_Stated goal A:_ From the mailing-list email below, extract the passage from "Just a note" to "used to it?".

_Provided passage:_
RE: [xmca] Helena's view of Andy's paper

From: Andy Blunden <ablunden who-is-at mira.net>
Date: Mon Jan 07 2008 - 18:29:34 PST

Helena,
I just wanted to respond to your off-hand reference to the "good-enough
mother."

                 Does this mean I'm sloppy and content with any "good enough"
                 theory that will fry eggs for me? You know, like the concept
                 of a "good enough" mother?

Now, as a non-professional I am quite unaware of debate there may have been
about this term over the past 30 or 40 years, I only know what I read in
Donald Winnicott's "Playing and Reality" which I thought was the origin of
this phrase. I took his meaning quite differently. I took it that he meant
that if the child is to be weaned and become a person in their own right,
then the requirement on the mother is *not* to perfectly meet the infant's
needs, but on the contrary to be just "good enough" so that the frustration
which arises from the non-perfect meeting of her needs is the beginning of
a process in which the infant begins to work out the nature of objective
reality for itself. I really liked the idea. And surely it is very very
relevant to your work as well.

Just a note on ideographic and nomographic. I responded to Mike on this in
terms of how Hegel responded to Kant. And in those terms your problem with
the reclassified nurses is a classic case of the contradiction between
concept (definition of a nurse) and intuition (the immediate
self-perception of a nurse). That is the terms in which I took it. Do the
nurses need to change the law or should they get used to it?

A run of records:
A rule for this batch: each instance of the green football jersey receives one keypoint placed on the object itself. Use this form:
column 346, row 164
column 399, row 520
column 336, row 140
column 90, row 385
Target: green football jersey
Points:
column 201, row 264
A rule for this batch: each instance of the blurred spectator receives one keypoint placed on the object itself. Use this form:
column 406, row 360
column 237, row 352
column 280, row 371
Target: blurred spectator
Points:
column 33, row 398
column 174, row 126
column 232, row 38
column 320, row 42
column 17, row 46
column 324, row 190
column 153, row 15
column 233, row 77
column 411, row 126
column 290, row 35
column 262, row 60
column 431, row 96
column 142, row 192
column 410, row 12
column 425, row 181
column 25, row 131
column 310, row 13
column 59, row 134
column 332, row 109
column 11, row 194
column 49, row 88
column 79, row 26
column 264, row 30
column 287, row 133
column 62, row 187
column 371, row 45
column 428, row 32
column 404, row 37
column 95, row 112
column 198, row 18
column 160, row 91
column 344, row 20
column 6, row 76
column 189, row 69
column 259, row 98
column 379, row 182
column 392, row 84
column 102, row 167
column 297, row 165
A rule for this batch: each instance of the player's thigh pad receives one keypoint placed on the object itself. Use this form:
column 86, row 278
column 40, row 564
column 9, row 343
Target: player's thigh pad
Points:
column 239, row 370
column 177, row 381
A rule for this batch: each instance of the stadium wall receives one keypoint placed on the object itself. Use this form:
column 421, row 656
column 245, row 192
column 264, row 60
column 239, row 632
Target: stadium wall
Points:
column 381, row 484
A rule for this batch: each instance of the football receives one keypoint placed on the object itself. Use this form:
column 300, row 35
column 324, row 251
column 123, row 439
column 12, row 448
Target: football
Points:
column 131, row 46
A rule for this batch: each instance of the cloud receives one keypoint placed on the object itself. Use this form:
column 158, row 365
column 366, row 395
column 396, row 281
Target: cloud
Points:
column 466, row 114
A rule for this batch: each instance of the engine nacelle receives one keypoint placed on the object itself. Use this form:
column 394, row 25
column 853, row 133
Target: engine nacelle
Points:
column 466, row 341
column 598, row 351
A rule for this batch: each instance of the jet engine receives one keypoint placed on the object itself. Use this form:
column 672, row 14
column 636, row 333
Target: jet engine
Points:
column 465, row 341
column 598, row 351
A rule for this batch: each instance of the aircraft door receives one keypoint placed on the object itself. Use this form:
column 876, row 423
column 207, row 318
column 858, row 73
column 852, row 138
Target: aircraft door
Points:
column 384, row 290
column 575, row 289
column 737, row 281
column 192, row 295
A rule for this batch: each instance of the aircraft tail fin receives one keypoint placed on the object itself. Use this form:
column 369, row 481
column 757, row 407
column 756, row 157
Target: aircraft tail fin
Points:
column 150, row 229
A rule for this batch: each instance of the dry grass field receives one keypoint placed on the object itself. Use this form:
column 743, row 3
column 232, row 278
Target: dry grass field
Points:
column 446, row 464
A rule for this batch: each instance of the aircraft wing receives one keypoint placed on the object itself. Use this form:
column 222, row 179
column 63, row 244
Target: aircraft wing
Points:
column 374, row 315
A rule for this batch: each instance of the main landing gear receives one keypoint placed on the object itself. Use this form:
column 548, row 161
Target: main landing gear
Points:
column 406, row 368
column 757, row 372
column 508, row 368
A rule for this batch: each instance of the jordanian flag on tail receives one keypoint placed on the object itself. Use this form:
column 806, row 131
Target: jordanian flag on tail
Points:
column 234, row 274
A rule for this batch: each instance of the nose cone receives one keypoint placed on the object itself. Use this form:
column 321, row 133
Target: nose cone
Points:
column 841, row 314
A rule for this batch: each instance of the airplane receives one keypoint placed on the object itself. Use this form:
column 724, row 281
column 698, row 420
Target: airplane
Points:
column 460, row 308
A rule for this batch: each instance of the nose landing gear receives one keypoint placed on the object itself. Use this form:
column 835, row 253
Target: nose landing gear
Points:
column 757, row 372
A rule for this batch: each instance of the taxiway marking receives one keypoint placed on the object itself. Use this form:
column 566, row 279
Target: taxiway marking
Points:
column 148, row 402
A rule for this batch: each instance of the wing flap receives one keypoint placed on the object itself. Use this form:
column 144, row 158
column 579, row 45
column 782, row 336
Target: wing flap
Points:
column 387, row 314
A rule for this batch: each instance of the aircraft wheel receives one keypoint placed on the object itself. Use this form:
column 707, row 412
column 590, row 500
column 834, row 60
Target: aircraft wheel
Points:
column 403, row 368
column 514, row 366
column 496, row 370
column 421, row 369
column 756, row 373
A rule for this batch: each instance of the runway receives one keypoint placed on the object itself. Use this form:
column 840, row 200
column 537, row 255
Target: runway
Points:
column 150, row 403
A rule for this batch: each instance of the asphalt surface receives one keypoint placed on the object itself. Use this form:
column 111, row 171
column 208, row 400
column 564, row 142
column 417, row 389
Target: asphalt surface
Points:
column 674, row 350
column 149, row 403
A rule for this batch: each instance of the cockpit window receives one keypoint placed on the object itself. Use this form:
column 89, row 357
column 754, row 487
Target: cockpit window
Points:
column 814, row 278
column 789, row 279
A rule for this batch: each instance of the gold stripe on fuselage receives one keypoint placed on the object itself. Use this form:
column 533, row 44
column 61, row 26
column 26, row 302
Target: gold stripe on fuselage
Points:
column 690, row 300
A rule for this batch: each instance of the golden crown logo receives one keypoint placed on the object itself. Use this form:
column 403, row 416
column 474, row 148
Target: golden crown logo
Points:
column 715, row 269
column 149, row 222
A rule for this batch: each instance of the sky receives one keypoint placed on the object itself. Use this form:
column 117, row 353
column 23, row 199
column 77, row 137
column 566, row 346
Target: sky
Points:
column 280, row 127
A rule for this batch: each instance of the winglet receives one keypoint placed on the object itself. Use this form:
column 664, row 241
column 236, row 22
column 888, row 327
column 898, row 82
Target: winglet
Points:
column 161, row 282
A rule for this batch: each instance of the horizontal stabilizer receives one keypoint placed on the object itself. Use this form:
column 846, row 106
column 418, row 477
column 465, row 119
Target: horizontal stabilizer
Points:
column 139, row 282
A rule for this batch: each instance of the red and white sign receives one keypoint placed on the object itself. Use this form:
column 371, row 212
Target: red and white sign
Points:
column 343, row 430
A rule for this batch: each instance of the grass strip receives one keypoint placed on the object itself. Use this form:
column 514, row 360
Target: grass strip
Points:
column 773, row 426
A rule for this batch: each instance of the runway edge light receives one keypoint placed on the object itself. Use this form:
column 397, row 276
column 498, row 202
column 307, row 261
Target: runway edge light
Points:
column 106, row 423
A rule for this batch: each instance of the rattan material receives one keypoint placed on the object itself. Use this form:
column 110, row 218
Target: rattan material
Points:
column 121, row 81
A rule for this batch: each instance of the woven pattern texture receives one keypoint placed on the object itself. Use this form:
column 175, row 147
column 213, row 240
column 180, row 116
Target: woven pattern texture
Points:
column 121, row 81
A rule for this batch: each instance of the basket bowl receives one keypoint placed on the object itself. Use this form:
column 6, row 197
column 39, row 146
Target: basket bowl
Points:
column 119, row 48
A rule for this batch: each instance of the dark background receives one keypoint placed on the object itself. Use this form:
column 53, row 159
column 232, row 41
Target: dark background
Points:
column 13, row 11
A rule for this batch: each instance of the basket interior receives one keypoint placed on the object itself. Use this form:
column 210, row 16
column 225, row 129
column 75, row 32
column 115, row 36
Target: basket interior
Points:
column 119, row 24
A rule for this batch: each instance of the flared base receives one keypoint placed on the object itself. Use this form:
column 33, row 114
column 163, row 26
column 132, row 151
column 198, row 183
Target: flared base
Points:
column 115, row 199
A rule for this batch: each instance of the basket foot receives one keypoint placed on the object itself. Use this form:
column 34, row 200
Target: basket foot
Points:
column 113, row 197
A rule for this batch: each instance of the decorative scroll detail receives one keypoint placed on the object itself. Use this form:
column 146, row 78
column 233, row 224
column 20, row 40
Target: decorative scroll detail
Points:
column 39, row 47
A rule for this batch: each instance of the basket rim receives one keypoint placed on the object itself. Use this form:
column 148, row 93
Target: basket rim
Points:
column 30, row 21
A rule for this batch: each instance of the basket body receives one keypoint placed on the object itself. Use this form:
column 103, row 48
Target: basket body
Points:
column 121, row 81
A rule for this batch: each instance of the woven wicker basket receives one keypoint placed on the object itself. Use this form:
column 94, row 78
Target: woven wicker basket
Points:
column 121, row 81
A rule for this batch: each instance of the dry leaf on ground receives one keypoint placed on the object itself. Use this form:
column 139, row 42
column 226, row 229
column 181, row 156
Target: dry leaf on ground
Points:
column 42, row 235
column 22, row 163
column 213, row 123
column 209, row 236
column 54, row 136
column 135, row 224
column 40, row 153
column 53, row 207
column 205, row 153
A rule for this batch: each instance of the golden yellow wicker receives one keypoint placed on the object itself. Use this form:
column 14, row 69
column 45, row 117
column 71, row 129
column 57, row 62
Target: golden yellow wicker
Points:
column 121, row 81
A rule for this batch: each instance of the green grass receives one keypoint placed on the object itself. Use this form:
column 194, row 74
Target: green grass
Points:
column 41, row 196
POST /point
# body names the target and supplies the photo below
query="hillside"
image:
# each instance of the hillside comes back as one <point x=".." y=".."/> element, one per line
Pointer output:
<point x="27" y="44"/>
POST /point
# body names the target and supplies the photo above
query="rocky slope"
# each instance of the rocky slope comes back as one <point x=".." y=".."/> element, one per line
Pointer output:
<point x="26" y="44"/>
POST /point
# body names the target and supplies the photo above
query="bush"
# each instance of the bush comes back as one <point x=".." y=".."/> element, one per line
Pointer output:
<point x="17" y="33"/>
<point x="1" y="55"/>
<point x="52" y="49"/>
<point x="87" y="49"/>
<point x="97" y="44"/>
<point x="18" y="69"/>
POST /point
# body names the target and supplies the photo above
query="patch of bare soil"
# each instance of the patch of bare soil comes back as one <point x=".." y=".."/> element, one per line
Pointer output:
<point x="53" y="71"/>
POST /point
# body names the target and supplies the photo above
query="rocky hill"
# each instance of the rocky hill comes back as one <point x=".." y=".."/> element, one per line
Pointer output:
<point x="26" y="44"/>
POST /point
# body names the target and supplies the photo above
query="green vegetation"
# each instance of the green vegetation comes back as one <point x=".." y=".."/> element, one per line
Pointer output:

_Stated goal B:_ Copy the lines of the records above, from the first line of the records to the line with "column 201, row 264".

_Worked answer A:_
Just a note on ideographic and nomographic. I responded to Mike on this in
terms of how Hegel responded to Kant. And in those terms your problem with
the reclassified nurses is a classic case of the contradiction between
concept (definition of a nurse) and intuition (the immediate
self-perception of a nurse). That is the terms in which I took it. Do the
nurses need to change the law or should they get used to it?

_Worked answer B:_
A rule for this batch: each instance of the green football jersey receives one keypoint placed on the object itself. Use this form:
column 346, row 164
column 399, row 520
column 336, row 140
column 90, row 385
Target: green football jersey
Points:
column 201, row 264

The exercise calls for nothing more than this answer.